**PROBLEM DESCRIPTION**
The required copy runs from the first line of the material through the line containing "instance of wooden", exactly as written and without pictures.

**DATA LISTING**

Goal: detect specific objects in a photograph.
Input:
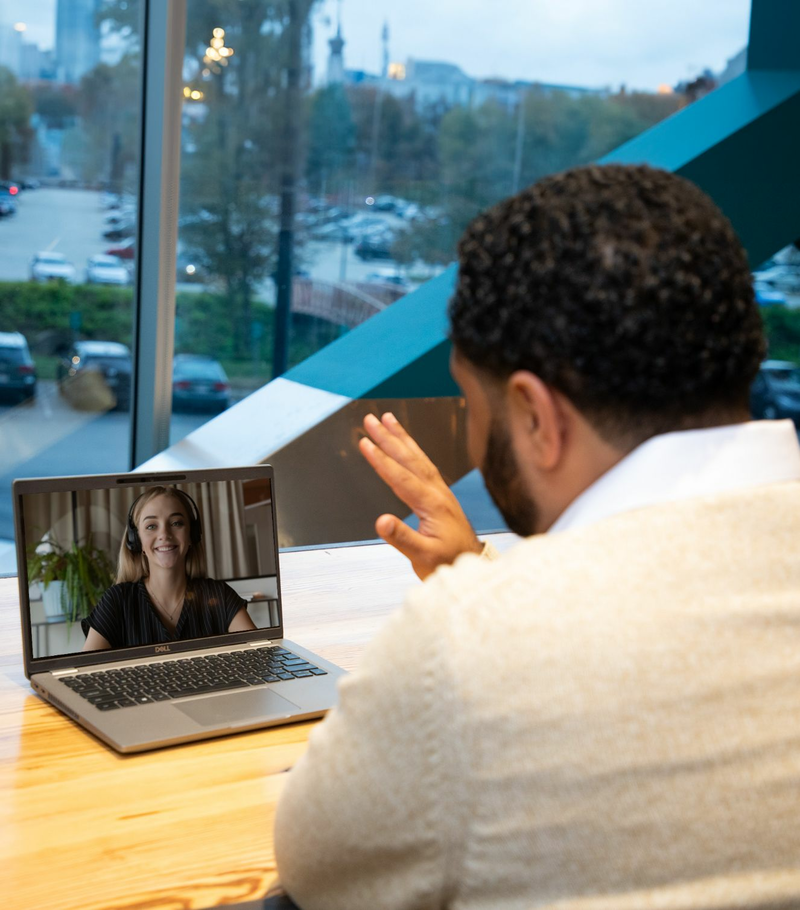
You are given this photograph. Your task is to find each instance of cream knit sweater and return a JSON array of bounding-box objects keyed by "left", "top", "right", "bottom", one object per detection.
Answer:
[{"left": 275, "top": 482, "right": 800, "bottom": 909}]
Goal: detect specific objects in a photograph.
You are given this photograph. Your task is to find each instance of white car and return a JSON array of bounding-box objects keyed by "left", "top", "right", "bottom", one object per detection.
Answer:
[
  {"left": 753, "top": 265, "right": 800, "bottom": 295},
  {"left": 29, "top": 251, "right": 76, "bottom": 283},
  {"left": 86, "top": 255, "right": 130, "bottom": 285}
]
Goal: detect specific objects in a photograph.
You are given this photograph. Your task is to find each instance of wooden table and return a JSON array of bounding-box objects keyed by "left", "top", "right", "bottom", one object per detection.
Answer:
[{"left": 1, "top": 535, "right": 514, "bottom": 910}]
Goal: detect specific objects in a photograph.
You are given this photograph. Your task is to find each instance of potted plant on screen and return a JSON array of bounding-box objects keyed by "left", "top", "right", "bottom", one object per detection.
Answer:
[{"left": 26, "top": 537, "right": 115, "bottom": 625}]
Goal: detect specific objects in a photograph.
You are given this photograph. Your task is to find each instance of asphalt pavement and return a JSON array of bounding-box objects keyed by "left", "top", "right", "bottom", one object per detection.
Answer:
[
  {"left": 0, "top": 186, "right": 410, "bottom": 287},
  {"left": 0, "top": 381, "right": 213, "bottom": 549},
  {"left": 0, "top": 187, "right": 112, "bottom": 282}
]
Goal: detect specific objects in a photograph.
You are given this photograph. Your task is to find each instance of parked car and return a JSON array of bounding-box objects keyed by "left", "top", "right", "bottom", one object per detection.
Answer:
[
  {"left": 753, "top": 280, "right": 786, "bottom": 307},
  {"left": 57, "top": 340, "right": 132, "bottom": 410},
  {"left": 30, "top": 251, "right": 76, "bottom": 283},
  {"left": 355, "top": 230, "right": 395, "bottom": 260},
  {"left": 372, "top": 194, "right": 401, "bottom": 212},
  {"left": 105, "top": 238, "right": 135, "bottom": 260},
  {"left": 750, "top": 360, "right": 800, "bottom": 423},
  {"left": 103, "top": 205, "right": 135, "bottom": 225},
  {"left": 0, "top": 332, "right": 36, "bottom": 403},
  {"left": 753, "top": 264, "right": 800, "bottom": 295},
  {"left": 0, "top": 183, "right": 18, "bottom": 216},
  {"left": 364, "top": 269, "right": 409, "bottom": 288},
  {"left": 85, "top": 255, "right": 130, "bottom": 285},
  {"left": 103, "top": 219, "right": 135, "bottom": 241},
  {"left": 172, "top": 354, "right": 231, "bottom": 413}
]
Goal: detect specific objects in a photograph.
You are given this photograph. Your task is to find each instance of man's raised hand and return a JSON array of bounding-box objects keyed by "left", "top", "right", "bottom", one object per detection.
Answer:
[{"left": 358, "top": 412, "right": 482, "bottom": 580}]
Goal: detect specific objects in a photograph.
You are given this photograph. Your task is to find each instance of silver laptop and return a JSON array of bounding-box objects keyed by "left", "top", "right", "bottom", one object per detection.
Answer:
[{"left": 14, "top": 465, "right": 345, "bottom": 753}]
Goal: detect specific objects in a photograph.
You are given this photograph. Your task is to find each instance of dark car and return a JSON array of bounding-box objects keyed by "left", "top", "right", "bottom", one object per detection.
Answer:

**FINAL ANSWER**
Goal: detect specific objects in a photograph.
Input:
You are given this photograph. Your task is to find each instance of cream knit sweater and return a JSON array of bounding-box objects keyed by "left", "top", "right", "bottom", one object per detection.
Answer:
[{"left": 275, "top": 482, "right": 800, "bottom": 909}]
Goal: detect specific objects in a photograph.
You are given this photograph. Your task is to find each instance of white car and return a JSON array of bounding-box objects keyed by "left", "top", "right", "bottom", one object per detection.
Answer:
[
  {"left": 753, "top": 265, "right": 800, "bottom": 295},
  {"left": 29, "top": 251, "right": 76, "bottom": 283},
  {"left": 86, "top": 255, "right": 130, "bottom": 285}
]
Goal: detect specific objects in a photograph.
You are given this photograph. Your task is to find each instance of wooden table and return a JSON array of bounding-box objects keyed by "left", "top", "right", "bottom", one object per detection.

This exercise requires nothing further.